Task:
Below is a block of data; give all of it again word for word.

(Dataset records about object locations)
-=-=-
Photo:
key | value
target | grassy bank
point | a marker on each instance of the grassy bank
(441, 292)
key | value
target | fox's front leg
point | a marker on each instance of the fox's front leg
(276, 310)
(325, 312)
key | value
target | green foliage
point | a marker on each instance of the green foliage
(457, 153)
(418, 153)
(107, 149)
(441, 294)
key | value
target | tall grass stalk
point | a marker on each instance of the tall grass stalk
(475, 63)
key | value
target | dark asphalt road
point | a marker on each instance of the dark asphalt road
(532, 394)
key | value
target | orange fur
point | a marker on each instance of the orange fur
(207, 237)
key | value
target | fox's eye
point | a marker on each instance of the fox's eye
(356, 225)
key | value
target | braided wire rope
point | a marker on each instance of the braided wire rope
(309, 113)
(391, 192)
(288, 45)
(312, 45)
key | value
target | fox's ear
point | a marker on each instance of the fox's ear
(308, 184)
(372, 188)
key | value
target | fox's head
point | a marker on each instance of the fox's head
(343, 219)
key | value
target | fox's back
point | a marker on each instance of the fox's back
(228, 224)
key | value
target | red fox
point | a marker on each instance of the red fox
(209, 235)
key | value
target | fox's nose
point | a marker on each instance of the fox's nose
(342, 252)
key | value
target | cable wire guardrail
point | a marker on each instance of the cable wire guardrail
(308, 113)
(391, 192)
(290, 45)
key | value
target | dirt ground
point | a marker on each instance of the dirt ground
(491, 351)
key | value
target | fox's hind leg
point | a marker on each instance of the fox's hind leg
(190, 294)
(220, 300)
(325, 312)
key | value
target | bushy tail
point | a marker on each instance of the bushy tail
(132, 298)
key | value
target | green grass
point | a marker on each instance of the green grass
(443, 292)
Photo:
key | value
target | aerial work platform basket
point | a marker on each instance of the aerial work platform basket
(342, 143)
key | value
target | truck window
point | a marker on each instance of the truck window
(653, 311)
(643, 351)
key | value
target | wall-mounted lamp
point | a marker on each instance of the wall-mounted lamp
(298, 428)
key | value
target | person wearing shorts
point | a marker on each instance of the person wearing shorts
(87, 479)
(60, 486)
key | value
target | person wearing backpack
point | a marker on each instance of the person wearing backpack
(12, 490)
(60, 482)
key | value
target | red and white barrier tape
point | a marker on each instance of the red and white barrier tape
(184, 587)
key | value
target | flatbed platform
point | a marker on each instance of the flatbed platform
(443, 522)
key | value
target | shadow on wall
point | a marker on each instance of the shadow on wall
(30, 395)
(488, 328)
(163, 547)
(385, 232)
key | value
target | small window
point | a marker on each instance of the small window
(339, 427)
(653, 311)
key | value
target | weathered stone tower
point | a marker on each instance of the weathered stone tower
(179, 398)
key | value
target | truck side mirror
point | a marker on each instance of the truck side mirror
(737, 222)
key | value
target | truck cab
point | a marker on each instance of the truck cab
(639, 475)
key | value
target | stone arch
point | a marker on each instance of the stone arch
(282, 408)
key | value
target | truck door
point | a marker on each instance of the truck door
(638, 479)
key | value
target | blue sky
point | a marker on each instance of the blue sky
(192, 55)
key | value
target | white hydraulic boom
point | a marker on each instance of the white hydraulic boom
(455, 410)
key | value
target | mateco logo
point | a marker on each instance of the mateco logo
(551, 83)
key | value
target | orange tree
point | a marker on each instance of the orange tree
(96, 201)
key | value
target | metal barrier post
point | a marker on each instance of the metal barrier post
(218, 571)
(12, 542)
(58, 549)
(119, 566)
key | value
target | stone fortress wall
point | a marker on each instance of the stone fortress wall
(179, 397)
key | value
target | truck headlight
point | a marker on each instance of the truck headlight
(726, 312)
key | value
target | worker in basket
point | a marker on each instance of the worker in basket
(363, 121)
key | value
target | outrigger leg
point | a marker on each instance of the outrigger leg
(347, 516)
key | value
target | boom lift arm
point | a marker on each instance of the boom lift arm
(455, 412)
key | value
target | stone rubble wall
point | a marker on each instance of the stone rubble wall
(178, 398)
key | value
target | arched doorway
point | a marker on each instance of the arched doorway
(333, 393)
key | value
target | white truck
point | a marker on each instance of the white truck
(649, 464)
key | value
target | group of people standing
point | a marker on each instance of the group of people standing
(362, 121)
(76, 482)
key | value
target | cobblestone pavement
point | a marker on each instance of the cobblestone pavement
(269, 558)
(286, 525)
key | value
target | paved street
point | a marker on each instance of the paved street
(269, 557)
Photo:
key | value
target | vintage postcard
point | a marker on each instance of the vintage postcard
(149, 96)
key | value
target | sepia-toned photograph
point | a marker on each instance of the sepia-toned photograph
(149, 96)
-=-=-
Written reply:
Photo:
key | value
target | grassy bank
point | a marker on each instance of the grassy bank
(441, 292)
key | value
target | fox's front leg
point | a marker on each instance of the fox's front leg
(276, 310)
(325, 312)
key | value
target | green foliage
point | a marker on each instance of the green foliage
(457, 153)
(418, 153)
(107, 149)
(441, 294)
key | value
target | tall grass stalk
point | a marker on each instance of the tall grass stalk
(475, 63)
key | value
target | dark asphalt road
point | a marker on each instance of the dark asphalt road
(532, 394)
key | value
target | orange fur
point | a marker on each instance of the orange fur
(207, 237)
key | value
target | fox's eye
point | a marker on each instance of the fox's eye
(356, 225)
key | value
target | braided wire rope
point | a marker on each instance of the braided wire rope
(309, 113)
(391, 192)
(288, 45)
(312, 45)
key | value
target | fox's ear
point | a marker on each instance of the fox's ear
(308, 184)
(372, 188)
key | value
target | fox's head
point | a marker on each instance of the fox's head
(343, 219)
key | value
target | fox's back
point | a marker on each instance of the fox's back
(228, 224)
key | value
target | red fox
point | a marker on each instance of the red fox
(209, 235)
key | value
target | fox's nose
point | a marker on each instance of the fox's nose
(342, 252)
key | value
target | cable wire guardrail
point | a marker on each instance of the cable wire guardrail
(308, 113)
(391, 192)
(290, 45)
key | value
target | dirt ground
point | a marker on each instance of the dirt ground
(491, 351)
key | value
target | fox's hind leg
point | a marker on each instance of the fox's hind leg
(190, 294)
(220, 300)
(325, 312)
key | value
target | bushy tail
point | a marker on each instance of the bushy tail
(132, 298)
key | value
target | green grass
point | a marker on each instance of the green grass
(443, 292)
Photo:
key | value
target | aerial work platform basket
point | a marker on each instance of the aerial work platform basket
(342, 143)
key | value
target | truck window
point | a marker on each instance of the truck window
(653, 311)
(643, 351)
key | value
target | wall-mounted lamp
point | a marker on each instance of the wall-mounted lamp
(298, 428)
key | value
target | person wearing shorts
point | a marker on each instance of the person wearing shorts
(87, 479)
(60, 486)
key | value
target | person wearing backpack
point | a marker on each instance of the person wearing backpack
(12, 490)
(60, 482)
key | value
target | red and white barrier tape
point | a marker on each instance of the red and white barrier tape
(184, 587)
key | value
target | flatbed platform
point | a marker on each instance of the flatbed platform
(443, 522)
key | value
target | shadow on wall
point | a marker on each instance of the shadow on wall
(30, 395)
(488, 328)
(163, 547)
(385, 232)
key | value
target | small window
point | a marker on each instance of the small window
(339, 427)
(653, 311)
key | value
target | weathered stone tower
point | a marker on each instance of the weathered stone tower
(179, 398)
key | value
target | truck side mirror
point | a marker on each instance of the truck side mirror
(737, 222)
key | value
target | truck cab
point | a marker on each instance of the truck cab
(639, 475)
key | value
target | stone arch
point | a marker on each instance of the stone arch
(282, 408)
key | value
target | truck door
point | a marker on each instance of the truck door
(638, 479)
key | value
target | blue sky
point | a marker on each instance of the blue sky
(192, 55)
key | value
target | white hydraulic boom
point | a marker on each instance of the white hydraulic boom
(455, 410)
key | value
target | mateco logo
point | a marker on each instance of the mateco logo
(551, 83)
key | value
target | orange tree
point | a marker on each instance of the orange tree
(96, 201)
key | value
target | metal barrier post
point | a marker on each instance of the metal barrier post
(218, 571)
(12, 542)
(58, 549)
(119, 566)
key | value
target | stone fortress wall
point | a marker on each instance of the stone fortress wall
(179, 397)
key | value
target | truck headlight
point | a marker on each instance of the truck headlight
(726, 312)
key | value
target | worker in basket
point | a marker on each instance of the worker in basket
(363, 121)
key | value
target | outrigger leg
point | a marker on each instance of the outrigger leg
(347, 516)
key | value
target | boom lift arm
point | a marker on each instance of the boom lift arm
(455, 412)
key | value
target | stone rubble wall
point | a marker on each instance of the stone rubble wall
(178, 398)
key | value
target | arched doorway
point | a marker on each instance of the arched doorway
(333, 393)
key | value
target | white truck
point | a marker on each instance of the white truck
(649, 464)
key | value
target | group of people standing
point | a marker on each instance of the group of people standing
(362, 121)
(76, 482)
key | value
target | cobblestone pavement
point | a marker on each instance of the cobblestone pavement
(269, 558)
(286, 525)
key | value
target | paved street
point | a marker on each instance of the paved street
(269, 557)
Photo:
key | value
target | vintage postcard
point | a marker on each instance of the vintage postcard
(149, 96)
key | value
target | sepia-toned photograph
point | a marker on each instance of the sepia-toned photograph
(149, 96)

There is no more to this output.